[Start of section]
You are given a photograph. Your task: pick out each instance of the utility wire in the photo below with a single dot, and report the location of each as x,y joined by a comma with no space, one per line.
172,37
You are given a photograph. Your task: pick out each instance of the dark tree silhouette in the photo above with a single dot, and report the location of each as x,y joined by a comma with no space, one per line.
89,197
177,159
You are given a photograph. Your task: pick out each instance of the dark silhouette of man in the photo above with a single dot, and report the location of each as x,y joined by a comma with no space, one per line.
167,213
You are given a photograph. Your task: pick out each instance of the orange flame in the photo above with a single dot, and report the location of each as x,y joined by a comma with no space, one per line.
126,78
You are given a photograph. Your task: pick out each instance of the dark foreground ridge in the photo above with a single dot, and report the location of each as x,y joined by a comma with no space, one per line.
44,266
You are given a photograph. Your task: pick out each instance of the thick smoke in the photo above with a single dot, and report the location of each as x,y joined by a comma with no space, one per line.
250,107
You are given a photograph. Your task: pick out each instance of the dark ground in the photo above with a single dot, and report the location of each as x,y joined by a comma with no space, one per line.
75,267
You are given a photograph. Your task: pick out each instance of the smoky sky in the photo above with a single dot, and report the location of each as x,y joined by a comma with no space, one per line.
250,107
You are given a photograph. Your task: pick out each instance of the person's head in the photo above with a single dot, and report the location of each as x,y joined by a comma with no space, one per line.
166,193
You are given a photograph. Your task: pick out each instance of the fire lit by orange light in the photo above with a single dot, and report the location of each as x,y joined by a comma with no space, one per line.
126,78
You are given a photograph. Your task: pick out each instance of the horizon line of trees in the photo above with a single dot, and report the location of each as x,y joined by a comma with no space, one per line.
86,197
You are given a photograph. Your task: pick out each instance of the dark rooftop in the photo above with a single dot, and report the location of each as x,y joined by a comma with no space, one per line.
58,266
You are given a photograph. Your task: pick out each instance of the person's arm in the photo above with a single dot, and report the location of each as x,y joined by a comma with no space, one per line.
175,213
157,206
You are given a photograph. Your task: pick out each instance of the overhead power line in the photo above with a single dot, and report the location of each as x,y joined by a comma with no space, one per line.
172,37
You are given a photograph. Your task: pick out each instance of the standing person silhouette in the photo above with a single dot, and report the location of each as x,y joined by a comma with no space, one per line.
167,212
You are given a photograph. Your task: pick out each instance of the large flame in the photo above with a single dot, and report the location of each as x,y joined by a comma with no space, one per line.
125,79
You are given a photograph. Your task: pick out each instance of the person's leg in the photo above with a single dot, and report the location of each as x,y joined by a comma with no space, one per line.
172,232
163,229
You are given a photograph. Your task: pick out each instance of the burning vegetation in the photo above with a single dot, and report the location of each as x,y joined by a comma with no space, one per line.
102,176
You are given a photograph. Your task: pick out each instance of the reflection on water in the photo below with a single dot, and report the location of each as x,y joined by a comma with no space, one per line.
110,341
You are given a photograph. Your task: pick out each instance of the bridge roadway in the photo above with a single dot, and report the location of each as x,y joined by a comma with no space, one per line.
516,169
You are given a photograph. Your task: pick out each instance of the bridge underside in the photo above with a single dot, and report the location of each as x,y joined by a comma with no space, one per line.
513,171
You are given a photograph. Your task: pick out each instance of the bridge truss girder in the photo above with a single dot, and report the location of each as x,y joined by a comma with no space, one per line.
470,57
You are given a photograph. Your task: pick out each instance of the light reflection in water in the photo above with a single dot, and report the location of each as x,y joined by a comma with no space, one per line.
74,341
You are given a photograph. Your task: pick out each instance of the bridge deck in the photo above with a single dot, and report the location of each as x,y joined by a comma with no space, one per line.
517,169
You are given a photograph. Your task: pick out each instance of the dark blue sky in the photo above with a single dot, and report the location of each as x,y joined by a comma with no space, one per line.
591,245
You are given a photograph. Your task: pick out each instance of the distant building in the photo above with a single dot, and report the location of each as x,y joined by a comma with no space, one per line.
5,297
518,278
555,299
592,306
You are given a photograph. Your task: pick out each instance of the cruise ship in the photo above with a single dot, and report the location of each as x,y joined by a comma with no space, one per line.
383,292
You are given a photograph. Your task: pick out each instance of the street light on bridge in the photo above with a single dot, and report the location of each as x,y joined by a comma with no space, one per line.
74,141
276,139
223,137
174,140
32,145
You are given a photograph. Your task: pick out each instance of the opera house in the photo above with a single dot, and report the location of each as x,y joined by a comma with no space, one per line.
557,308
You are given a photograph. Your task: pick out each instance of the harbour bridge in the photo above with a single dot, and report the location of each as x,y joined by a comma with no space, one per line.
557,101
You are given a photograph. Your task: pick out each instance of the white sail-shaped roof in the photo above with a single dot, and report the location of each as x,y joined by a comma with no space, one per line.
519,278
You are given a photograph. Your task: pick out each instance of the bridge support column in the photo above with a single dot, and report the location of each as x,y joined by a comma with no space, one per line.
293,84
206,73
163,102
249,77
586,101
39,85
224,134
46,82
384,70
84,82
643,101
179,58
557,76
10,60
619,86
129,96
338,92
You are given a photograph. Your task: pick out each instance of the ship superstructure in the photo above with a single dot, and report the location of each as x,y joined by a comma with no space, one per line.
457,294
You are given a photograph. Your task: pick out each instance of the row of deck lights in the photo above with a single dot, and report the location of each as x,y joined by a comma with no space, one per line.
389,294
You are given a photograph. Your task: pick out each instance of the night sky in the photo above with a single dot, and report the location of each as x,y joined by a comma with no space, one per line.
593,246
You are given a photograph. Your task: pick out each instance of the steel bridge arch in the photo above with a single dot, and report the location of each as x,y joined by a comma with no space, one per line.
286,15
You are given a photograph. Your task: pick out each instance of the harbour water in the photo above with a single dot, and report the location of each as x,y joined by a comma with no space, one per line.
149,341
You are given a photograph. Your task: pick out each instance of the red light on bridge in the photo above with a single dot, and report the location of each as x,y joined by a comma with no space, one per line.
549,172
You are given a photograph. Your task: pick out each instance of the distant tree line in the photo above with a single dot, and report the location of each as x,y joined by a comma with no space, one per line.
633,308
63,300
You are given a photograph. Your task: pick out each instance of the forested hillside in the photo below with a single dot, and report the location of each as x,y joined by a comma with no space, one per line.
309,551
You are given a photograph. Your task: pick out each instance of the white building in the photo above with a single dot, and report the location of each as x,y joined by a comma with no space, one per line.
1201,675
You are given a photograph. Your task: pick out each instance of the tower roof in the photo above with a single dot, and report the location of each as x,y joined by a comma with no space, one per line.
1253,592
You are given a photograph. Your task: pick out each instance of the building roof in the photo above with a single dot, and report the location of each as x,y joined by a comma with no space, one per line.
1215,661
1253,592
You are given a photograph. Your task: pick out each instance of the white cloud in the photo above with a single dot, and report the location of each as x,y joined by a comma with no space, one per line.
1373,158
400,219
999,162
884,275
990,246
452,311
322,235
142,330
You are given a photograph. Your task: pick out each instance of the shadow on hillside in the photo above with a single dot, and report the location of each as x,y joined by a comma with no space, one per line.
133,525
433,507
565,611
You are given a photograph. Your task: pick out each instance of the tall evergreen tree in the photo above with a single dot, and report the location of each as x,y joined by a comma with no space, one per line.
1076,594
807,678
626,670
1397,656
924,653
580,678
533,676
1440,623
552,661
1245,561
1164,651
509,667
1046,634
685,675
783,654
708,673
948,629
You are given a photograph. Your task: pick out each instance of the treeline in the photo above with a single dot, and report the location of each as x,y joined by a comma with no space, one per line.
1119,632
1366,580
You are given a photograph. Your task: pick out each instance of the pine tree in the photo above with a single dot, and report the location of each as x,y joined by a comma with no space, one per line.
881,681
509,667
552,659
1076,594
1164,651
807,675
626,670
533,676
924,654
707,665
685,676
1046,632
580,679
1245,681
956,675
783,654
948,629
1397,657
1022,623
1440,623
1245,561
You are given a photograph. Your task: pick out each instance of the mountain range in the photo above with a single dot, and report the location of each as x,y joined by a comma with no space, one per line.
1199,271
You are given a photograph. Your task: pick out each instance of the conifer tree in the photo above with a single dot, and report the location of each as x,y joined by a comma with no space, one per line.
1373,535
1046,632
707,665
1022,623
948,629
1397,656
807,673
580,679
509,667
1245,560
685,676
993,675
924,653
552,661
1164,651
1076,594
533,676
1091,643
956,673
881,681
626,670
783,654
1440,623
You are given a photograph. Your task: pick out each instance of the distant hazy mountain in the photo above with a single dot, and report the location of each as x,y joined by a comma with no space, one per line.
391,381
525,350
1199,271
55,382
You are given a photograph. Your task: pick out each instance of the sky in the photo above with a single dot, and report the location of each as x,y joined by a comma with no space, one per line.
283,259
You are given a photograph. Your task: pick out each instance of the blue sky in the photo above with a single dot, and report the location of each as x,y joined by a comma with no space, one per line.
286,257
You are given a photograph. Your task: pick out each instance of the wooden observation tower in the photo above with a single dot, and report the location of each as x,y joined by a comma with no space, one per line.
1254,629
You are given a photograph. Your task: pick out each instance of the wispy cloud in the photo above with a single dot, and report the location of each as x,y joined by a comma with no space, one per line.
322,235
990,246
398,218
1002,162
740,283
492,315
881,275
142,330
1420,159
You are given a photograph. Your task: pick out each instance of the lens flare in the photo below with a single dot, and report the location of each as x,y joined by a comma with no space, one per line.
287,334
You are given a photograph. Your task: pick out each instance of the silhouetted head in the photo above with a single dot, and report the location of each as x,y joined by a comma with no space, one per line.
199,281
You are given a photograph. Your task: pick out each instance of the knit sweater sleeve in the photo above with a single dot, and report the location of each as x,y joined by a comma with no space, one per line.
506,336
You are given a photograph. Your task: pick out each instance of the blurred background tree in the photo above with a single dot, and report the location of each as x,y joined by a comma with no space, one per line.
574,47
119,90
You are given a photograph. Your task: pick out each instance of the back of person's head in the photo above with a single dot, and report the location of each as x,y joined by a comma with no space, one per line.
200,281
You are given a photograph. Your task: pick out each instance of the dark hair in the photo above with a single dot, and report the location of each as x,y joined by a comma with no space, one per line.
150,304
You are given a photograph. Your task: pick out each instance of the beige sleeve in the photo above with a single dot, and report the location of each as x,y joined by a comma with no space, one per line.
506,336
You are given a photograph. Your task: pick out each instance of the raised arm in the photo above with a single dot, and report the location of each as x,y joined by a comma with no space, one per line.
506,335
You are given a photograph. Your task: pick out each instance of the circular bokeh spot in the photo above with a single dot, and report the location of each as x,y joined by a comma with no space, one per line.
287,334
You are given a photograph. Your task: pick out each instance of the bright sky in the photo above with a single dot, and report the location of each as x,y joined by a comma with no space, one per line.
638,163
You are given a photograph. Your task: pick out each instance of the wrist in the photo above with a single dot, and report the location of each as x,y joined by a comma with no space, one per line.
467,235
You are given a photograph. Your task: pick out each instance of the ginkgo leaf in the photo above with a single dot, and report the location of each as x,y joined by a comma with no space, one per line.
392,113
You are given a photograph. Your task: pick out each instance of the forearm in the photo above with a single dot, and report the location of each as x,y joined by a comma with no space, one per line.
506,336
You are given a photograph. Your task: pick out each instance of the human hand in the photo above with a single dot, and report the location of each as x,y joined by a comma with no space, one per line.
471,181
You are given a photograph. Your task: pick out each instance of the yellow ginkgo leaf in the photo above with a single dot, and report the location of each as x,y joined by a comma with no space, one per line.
[End of section]
* **PROBLEM STATEMENT**
Find "of the human" in the records. Copy its line and every line after it, exactly, through the last one.

* **OUTPUT OF THE TASK**
You are given a photograph. Your task: pick out each instance of the human hand in the photo above with a single dot, and report the location of each as x,y joined by a comma with no space, one per line.
471,181
You are given a photograph. Your task: pick out each instance of the yellow ginkgo leaf in the photo above with a single dot, and report the location of each as x,y joined by a comma with no space, one per line.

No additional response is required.